═════ Working data ═════

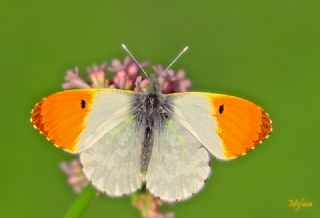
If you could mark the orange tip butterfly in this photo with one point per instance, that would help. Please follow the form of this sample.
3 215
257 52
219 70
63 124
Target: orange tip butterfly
127 140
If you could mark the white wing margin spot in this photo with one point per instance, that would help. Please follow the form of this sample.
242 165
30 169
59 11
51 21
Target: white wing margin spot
179 165
113 162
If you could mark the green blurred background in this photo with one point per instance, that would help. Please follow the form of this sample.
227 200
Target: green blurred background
267 51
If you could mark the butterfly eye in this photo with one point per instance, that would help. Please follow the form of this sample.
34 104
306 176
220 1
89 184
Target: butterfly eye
221 108
83 103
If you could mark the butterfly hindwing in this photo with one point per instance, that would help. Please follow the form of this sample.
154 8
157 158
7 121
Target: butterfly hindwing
113 162
179 164
227 126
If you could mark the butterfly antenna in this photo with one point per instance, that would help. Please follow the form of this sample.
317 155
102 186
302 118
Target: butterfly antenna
178 56
127 50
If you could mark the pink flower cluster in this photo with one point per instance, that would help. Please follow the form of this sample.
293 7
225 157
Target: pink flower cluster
149 206
126 76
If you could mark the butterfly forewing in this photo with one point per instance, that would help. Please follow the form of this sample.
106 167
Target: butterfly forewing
75 119
227 126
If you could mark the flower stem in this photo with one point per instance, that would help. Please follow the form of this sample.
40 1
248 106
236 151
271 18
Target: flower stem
80 204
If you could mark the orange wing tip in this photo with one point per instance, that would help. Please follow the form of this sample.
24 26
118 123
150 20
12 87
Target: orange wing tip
43 117
239 132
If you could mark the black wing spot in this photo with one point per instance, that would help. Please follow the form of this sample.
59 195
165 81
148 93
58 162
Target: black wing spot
83 104
221 108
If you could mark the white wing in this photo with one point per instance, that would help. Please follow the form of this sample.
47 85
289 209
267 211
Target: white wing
109 109
179 165
113 162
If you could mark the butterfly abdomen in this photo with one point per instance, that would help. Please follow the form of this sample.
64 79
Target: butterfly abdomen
151 112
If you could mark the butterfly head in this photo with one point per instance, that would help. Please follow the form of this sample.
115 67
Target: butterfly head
153 87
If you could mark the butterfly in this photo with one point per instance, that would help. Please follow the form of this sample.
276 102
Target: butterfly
128 140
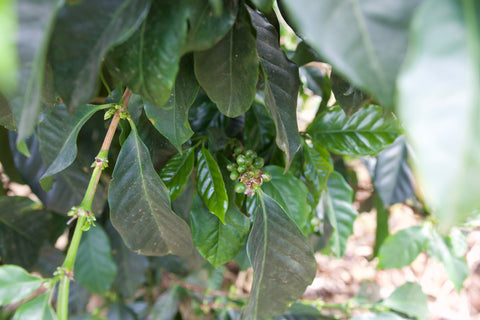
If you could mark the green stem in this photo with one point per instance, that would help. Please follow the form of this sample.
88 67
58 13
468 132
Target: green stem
85 207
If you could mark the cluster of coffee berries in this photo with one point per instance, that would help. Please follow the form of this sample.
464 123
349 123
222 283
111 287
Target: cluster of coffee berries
246 171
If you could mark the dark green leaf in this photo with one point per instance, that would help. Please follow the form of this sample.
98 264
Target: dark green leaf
166 306
35 24
229 71
94 265
291 194
177 171
401 248
351 99
352 37
317 167
281 85
438 99
148 61
218 242
207 28
263 5
16 284
410 300
57 135
23 230
140 205
210 184
378 316
340 212
456 266
393 176
282 261
365 132
171 119
77 49
131 267
37 308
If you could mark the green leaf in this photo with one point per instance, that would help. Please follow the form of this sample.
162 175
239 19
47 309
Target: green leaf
37 308
131 267
23 229
16 284
57 135
228 72
401 248
378 316
351 36
442 250
94 265
35 24
393 176
140 204
282 260
148 61
438 101
291 194
166 306
206 27
281 86
365 132
340 212
177 171
171 119
210 184
317 167
218 242
408 299
77 49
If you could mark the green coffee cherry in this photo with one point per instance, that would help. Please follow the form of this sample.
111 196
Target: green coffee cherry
258 162
240 187
234 175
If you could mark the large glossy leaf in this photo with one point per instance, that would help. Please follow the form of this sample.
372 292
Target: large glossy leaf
206 27
365 132
148 61
131 267
229 70
393 176
210 184
290 193
16 284
455 265
37 308
410 300
340 212
140 204
282 261
352 37
23 229
281 85
177 171
77 49
35 21
57 135
94 265
401 248
69 187
438 101
218 242
171 119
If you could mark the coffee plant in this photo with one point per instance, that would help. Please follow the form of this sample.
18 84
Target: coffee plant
160 139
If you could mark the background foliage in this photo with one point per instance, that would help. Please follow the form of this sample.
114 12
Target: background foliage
209 76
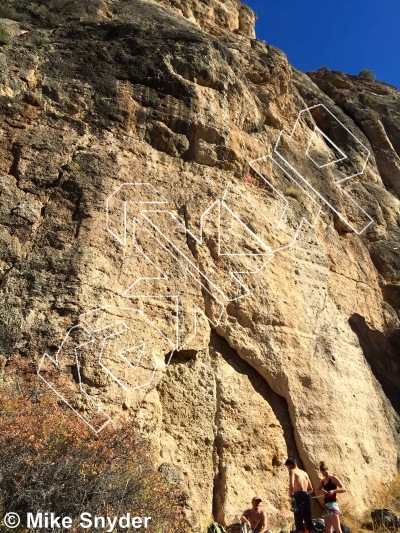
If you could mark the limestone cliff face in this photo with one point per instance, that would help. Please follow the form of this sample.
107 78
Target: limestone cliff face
181 96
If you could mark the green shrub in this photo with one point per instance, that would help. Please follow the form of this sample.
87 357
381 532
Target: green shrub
49 460
367 74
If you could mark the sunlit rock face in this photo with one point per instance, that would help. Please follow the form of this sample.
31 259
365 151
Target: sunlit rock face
180 95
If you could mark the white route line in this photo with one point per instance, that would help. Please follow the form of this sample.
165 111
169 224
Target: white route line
187 263
345 193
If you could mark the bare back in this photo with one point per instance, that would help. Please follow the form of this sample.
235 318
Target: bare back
299 481
256 517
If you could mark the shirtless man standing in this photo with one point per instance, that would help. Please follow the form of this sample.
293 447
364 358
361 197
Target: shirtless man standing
299 485
255 517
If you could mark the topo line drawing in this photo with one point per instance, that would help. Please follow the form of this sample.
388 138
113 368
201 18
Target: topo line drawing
136 211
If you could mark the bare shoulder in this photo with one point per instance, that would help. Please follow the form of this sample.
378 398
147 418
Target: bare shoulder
336 480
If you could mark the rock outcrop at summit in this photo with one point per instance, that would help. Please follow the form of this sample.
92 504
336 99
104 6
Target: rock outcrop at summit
180 95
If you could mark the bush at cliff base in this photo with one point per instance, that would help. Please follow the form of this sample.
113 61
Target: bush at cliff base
50 461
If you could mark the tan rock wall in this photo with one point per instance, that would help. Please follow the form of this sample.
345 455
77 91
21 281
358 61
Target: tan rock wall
285 371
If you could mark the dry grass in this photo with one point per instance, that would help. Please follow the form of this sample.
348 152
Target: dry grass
385 497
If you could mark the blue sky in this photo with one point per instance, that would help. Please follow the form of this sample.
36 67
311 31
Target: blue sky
346 35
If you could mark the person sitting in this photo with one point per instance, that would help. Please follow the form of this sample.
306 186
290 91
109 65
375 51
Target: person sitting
255 517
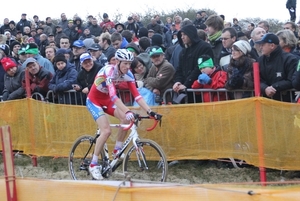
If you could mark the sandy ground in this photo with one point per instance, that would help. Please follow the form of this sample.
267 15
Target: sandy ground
183 172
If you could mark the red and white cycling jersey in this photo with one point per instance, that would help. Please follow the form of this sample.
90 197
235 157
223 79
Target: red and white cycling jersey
104 85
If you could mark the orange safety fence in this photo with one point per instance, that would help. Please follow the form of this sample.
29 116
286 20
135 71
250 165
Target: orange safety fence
30 189
225 129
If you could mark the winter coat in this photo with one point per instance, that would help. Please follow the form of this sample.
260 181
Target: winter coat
218 80
160 77
62 82
188 71
13 85
39 82
277 71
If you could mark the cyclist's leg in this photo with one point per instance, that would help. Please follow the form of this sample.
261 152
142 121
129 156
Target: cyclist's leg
121 133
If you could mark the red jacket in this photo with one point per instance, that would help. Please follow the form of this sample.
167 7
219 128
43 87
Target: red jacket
218 80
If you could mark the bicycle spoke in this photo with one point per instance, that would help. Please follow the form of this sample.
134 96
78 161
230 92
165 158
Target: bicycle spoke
148 162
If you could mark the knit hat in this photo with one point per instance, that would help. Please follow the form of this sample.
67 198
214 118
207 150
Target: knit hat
205 61
243 45
132 47
8 63
12 45
155 50
111 55
157 40
142 32
60 57
32 48
5 49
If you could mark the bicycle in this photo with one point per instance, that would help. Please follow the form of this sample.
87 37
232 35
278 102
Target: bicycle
145 159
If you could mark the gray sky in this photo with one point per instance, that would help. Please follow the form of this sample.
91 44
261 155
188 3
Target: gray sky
230 8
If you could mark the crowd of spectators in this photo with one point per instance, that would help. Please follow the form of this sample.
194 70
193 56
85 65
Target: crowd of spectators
207 52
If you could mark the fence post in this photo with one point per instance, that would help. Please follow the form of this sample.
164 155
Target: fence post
259 129
9 169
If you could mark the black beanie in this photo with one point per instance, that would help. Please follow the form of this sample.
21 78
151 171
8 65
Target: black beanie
60 57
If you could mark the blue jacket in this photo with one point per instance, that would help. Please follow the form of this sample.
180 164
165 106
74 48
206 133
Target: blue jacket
62 81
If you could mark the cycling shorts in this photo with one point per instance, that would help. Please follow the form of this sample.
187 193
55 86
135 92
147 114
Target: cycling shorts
106 106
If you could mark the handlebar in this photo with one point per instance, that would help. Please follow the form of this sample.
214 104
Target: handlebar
139 118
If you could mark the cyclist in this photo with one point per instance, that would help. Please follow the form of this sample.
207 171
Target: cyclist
103 98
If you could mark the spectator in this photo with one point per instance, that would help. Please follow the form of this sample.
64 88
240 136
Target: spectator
119 27
95 29
144 43
86 34
63 21
137 20
106 21
291 26
118 41
291 6
264 24
43 44
229 36
236 25
161 73
14 48
47 29
68 31
86 75
131 25
96 52
77 29
12 28
5 26
12 80
276 69
64 42
215 25
201 17
33 52
211 77
153 25
257 35
288 41
240 70
105 43
78 48
23 23
50 54
65 76
188 71
169 36
58 35
39 77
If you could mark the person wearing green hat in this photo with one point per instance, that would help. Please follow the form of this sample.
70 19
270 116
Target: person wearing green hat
161 73
211 77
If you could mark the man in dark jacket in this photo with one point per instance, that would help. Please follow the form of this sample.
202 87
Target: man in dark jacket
276 69
23 23
193 48
291 6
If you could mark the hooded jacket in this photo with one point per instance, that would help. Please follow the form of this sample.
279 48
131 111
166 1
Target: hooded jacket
277 71
187 71
13 85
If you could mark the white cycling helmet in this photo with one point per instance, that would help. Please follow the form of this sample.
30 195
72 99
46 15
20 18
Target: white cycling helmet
124 55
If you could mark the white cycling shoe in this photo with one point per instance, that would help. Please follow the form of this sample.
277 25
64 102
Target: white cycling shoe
95 170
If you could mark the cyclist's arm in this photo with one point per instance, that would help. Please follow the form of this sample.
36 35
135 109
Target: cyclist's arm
137 97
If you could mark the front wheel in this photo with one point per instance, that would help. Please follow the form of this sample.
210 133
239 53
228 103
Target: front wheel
148 162
81 156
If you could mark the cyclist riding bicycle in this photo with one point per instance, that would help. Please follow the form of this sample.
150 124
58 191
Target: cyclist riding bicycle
103 98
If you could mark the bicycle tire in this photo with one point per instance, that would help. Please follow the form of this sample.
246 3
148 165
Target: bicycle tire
80 156
155 158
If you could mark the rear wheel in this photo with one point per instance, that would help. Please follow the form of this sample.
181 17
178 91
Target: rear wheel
148 162
80 157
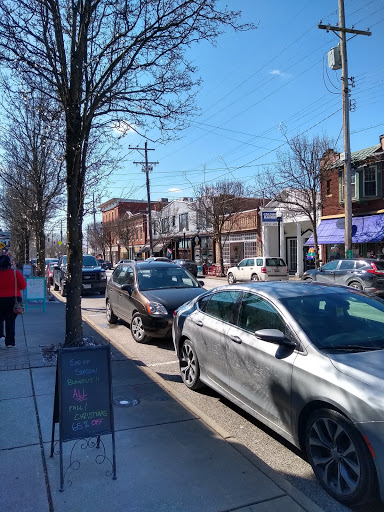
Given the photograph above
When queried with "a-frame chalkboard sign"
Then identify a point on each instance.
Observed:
(83, 398)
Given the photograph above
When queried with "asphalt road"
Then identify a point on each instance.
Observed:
(269, 447)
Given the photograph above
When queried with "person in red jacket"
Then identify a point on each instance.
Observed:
(9, 277)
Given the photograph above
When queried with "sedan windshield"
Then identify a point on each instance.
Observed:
(340, 320)
(158, 278)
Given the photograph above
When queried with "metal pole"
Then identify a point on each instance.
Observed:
(149, 199)
(346, 132)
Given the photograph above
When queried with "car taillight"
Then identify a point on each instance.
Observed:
(374, 270)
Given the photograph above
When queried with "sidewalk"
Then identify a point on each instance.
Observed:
(168, 459)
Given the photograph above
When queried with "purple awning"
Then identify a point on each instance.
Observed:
(364, 229)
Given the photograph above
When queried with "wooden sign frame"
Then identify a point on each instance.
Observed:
(81, 414)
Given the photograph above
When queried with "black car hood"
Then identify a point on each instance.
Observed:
(172, 298)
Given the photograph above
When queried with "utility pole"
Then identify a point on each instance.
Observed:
(346, 127)
(94, 213)
(147, 167)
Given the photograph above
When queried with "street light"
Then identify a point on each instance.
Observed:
(279, 215)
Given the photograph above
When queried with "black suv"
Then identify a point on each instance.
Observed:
(145, 294)
(94, 278)
(188, 265)
(362, 273)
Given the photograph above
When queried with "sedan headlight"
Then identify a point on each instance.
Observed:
(155, 308)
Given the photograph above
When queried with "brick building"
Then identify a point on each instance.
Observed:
(367, 184)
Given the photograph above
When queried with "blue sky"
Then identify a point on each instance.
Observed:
(260, 83)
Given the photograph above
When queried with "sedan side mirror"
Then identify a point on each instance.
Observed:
(274, 336)
(128, 288)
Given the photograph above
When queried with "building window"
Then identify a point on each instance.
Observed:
(183, 221)
(353, 186)
(370, 181)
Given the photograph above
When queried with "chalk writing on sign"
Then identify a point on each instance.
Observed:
(85, 393)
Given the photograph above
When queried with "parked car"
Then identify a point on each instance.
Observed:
(146, 294)
(188, 265)
(94, 278)
(307, 360)
(259, 269)
(362, 273)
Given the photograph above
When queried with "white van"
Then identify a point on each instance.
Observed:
(259, 269)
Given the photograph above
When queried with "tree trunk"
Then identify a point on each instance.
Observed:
(75, 188)
(40, 248)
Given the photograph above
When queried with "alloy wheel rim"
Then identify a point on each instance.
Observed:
(189, 370)
(334, 456)
(137, 328)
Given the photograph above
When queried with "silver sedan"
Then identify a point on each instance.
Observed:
(306, 359)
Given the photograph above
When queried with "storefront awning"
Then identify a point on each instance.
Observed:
(364, 229)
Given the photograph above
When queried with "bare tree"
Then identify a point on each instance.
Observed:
(11, 209)
(297, 179)
(32, 164)
(109, 64)
(217, 207)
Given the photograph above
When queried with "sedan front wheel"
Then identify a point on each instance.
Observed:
(189, 366)
(340, 458)
(111, 317)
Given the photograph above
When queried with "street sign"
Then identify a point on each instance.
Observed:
(269, 218)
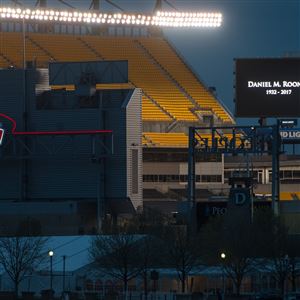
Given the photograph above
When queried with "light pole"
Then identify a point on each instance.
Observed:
(51, 253)
(223, 257)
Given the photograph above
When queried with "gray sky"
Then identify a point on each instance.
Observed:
(250, 29)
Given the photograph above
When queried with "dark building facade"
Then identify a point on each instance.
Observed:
(69, 157)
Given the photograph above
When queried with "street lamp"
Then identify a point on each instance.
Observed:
(223, 257)
(51, 253)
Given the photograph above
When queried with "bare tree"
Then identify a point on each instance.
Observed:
(181, 251)
(117, 256)
(20, 255)
(233, 236)
(276, 247)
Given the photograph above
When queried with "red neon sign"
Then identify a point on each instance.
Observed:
(63, 132)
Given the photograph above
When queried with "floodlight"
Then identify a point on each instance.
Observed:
(161, 18)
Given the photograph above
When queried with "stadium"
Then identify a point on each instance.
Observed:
(70, 81)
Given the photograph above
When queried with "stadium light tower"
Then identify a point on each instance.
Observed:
(95, 5)
(76, 17)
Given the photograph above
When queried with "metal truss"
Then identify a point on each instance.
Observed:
(235, 140)
(60, 145)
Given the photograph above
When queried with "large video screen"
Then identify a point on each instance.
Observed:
(267, 87)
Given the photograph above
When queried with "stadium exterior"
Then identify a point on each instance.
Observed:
(148, 114)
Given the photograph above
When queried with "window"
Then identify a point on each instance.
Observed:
(135, 171)
(89, 286)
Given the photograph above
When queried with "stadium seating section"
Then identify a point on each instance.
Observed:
(172, 92)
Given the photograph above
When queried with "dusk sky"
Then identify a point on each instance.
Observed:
(250, 29)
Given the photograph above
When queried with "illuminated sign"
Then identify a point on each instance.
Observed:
(288, 122)
(290, 135)
(267, 87)
(1, 135)
(37, 133)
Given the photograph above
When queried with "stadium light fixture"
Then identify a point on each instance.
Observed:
(159, 19)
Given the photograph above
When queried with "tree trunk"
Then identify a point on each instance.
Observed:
(282, 287)
(183, 278)
(16, 289)
(238, 284)
(145, 277)
(125, 284)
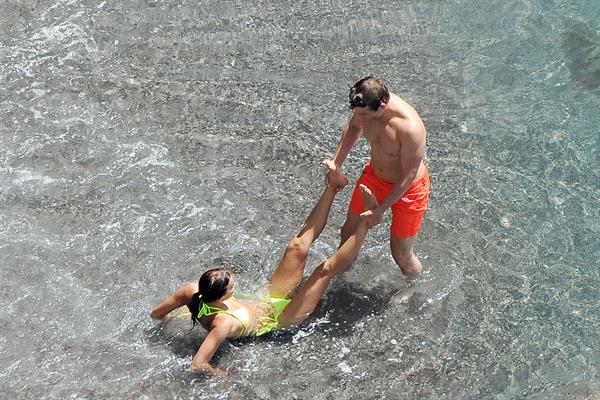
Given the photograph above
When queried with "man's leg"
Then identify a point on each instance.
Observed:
(402, 251)
(349, 227)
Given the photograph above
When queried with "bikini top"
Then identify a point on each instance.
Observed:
(240, 314)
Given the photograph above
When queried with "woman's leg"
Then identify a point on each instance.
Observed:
(304, 303)
(289, 272)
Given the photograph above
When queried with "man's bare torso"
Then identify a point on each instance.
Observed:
(385, 135)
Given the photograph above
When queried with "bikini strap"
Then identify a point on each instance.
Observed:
(206, 310)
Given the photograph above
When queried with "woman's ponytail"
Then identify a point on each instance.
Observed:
(194, 307)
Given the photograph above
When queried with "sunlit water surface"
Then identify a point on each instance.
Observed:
(143, 142)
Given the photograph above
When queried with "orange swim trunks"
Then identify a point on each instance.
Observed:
(407, 212)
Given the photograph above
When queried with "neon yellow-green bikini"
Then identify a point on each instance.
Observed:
(267, 324)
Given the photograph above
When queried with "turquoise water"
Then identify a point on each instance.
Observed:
(142, 142)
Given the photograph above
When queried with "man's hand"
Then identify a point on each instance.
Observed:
(334, 178)
(373, 216)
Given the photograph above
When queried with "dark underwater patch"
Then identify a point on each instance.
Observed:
(582, 47)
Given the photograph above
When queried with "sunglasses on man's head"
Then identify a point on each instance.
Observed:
(357, 101)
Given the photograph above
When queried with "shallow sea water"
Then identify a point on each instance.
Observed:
(143, 142)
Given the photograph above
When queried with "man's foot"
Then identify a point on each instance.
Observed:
(334, 178)
(369, 200)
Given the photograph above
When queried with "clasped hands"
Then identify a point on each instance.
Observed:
(337, 180)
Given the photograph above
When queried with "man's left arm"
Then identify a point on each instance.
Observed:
(412, 152)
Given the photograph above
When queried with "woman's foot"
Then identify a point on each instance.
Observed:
(369, 200)
(334, 178)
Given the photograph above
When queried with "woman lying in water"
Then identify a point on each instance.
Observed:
(212, 303)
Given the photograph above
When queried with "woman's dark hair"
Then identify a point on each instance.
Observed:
(211, 286)
(369, 91)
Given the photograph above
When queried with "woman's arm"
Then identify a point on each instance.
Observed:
(222, 328)
(181, 297)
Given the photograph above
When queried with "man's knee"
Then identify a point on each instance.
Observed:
(347, 229)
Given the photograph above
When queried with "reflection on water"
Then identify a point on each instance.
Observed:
(582, 46)
(143, 142)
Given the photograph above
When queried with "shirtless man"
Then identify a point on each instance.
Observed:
(396, 173)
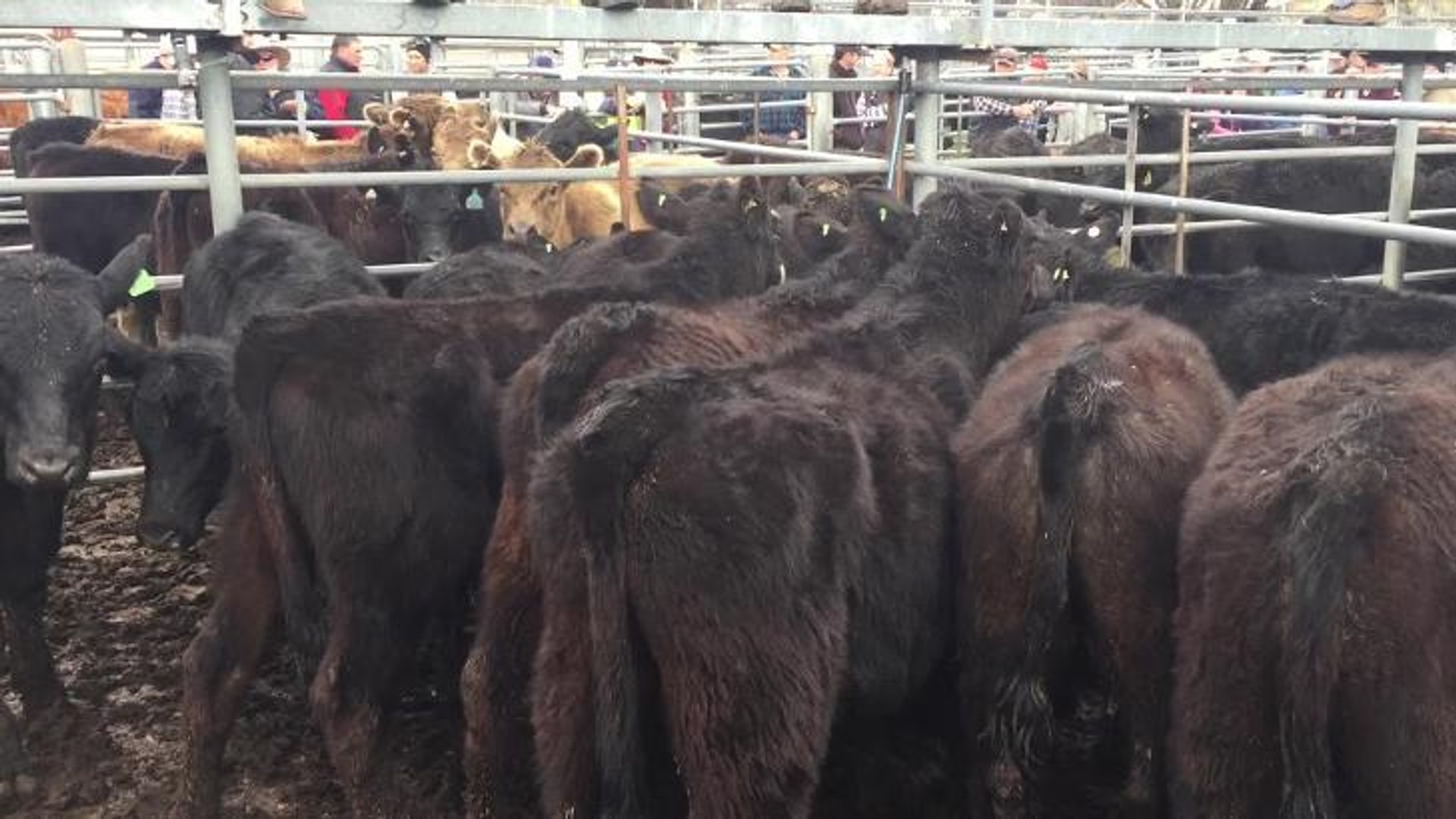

═════

### Aim of the task:
From the listing above, collect every line that mentions the word "sedan".

### Completed exercise:
When queried with "sedan windshield"
When queried with "sedan headlight"
When queried with "sedan side mirror"
When queried with "silver sedan"
When queried with "sedan front wheel"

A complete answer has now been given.